--- START OF RECORDS PROVIDED ---

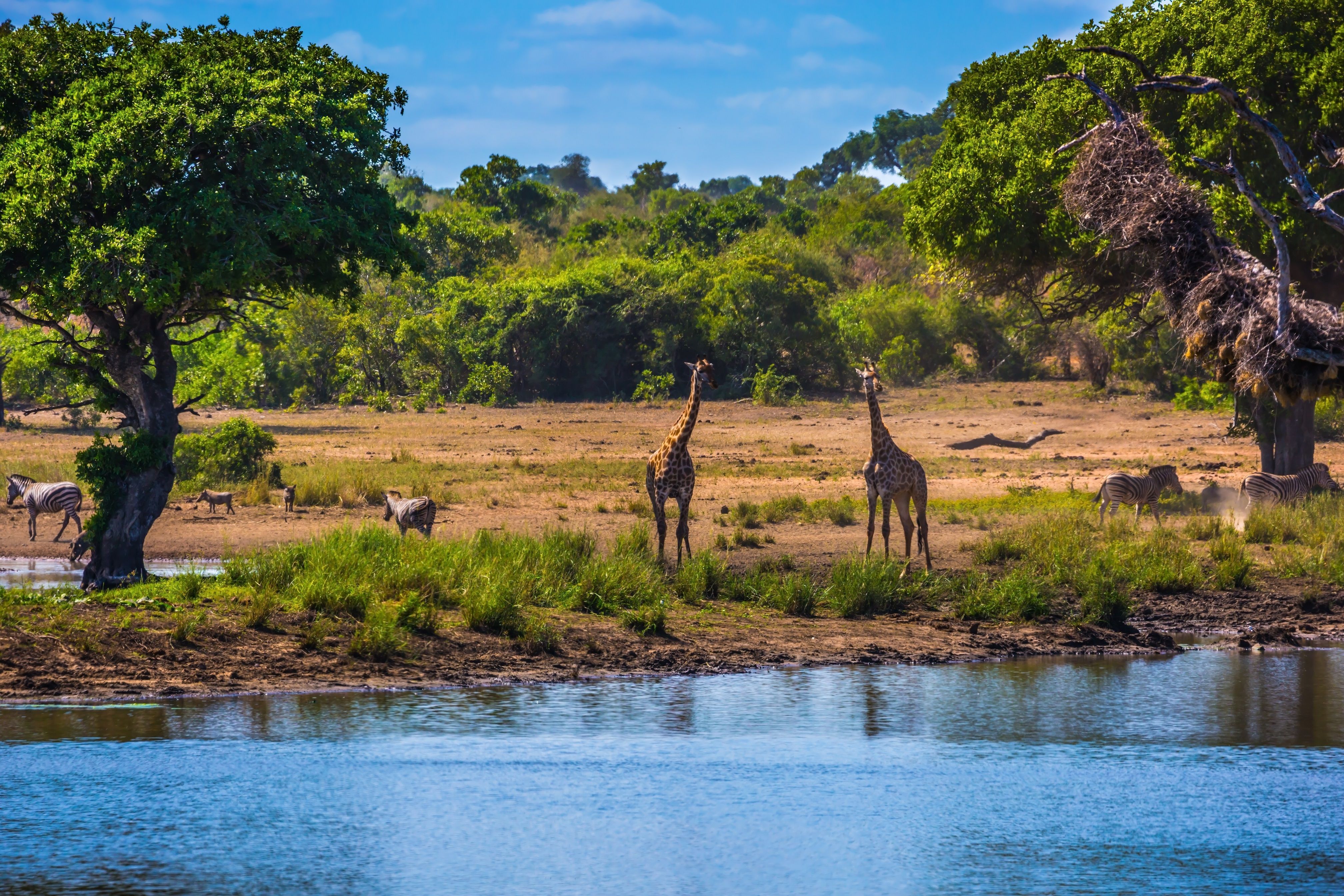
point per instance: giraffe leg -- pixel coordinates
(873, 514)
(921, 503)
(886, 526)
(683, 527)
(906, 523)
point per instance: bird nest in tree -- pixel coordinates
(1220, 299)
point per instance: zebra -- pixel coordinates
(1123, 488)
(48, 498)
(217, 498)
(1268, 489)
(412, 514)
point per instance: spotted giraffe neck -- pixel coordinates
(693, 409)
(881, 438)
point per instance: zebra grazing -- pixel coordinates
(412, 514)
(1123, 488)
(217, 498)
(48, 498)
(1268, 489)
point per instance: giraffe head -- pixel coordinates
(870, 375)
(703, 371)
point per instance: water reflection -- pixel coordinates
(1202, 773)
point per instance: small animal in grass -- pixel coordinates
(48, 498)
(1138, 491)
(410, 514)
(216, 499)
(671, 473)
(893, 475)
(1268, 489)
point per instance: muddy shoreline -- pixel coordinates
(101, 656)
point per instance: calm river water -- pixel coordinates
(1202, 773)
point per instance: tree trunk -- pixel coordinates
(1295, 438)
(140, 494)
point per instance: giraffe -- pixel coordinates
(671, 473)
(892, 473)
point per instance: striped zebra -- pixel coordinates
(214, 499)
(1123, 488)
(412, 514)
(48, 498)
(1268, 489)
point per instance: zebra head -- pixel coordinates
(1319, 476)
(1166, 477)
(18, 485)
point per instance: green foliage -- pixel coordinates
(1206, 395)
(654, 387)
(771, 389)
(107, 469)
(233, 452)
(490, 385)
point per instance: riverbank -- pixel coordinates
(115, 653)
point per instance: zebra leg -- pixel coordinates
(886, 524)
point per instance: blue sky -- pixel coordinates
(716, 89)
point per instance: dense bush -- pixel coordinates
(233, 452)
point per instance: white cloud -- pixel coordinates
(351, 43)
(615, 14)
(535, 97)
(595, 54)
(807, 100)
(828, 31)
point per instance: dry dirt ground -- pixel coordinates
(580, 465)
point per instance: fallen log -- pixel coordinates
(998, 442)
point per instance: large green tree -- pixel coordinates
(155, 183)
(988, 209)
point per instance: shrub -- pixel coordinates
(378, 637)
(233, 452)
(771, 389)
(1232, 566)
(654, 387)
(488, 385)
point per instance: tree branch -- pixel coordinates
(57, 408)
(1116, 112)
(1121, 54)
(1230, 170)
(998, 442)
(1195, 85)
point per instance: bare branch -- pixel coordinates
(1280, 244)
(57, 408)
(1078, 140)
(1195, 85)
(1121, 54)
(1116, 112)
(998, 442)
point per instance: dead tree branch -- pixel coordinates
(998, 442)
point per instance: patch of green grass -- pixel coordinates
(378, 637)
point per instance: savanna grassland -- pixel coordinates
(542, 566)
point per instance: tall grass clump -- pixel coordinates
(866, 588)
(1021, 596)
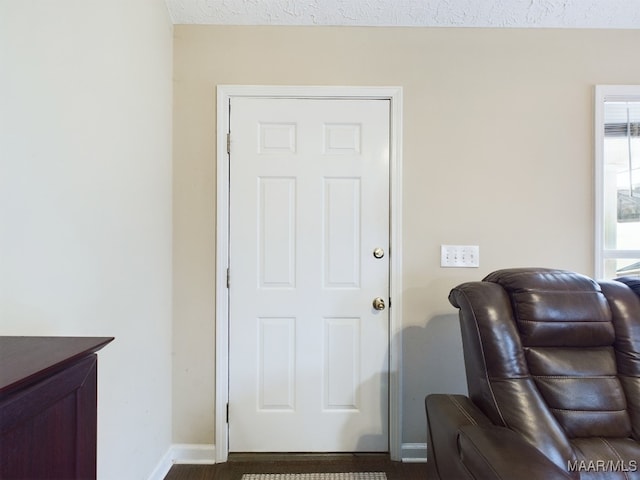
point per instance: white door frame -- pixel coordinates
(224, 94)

--- END OF RECORDS PROVIDED ---

* [TASK TO CARRY OUT]: Output all of the data above verbatim, line for line. Leave the pictures out.

* [EXERCISE OUTPUT]:
point per instance: giraffe leg -- pixel coordinates
(873, 514)
(921, 503)
(886, 526)
(683, 527)
(906, 523)
point per instance: bird nest in tree -- pixel coordinates
(1220, 299)
point per instance: zebra -- pixel coordinates
(1123, 488)
(48, 498)
(217, 498)
(1268, 489)
(412, 514)
point per instance: spotted giraffe neck -- pixel coordinates
(693, 409)
(881, 438)
point per instance: zebra grazing -- pixel coordinates
(412, 514)
(1123, 488)
(217, 498)
(48, 498)
(1268, 489)
point per instance: giraffe head -- pixel coordinates
(870, 375)
(703, 371)
point per instance: water reflection -- pixel coordinates
(1202, 773)
point per instance: small animal in grass -- pixel coordinates
(48, 498)
(1138, 491)
(410, 514)
(216, 499)
(671, 473)
(893, 475)
(1268, 489)
point per instance: muddy shoreline -- pixel coordinates
(101, 656)
point per instance: calm river water -- pixel coordinates
(1202, 773)
point per instance: tree trunk -- pixel coordinates
(1295, 438)
(140, 494)
point per instance: giraffe -- pixel coordinates
(671, 473)
(892, 473)
point per instance: striped zebra -- pixel coordinates
(214, 499)
(1123, 488)
(412, 514)
(48, 498)
(1268, 489)
point per instance: zebra head -- pixel coordinates
(1319, 476)
(1166, 477)
(18, 485)
point per instance: green foliage -- pixel coordinates
(1206, 395)
(654, 387)
(771, 389)
(107, 469)
(233, 452)
(490, 385)
point per instance: riverbank -- pixel coordinates
(115, 653)
point per instance: zebra leg -- pixel coordinates
(886, 524)
point per instance: blue sky -- pixel coordinates
(716, 89)
point per instance: dense bush -- pixel coordinates
(233, 452)
point per instance: white cloud -- pixel coordinates
(351, 43)
(615, 14)
(535, 97)
(595, 54)
(807, 100)
(828, 31)
point per instance: dry dirt ground -- pixel coordinates
(580, 465)
point per instance: fallen log -- pixel coordinates
(998, 442)
point per instance: large green tree -- pixel coordinates
(155, 183)
(988, 209)
point per instance: shrub -- pixel coordinates
(378, 637)
(233, 452)
(771, 389)
(1232, 566)
(654, 387)
(488, 385)
point per instance: tree branch -- pixel coordinates
(57, 408)
(1116, 112)
(1121, 54)
(1230, 170)
(998, 442)
(1195, 85)
point per instance: bare branch -- pixel coordinates
(1280, 244)
(57, 408)
(1078, 140)
(1195, 85)
(1121, 54)
(1116, 112)
(998, 442)
point per instance: dead tree branch -- pixel coordinates
(998, 442)
point per instance: patch of green grass -- pixel coordinates
(378, 637)
point per instance: savanna grassland -- pixel coordinates
(542, 566)
point per instance: tall grass clump -- pixel coordinates
(866, 588)
(1021, 596)
point per instance: white door frame -- pixel coordinates
(224, 94)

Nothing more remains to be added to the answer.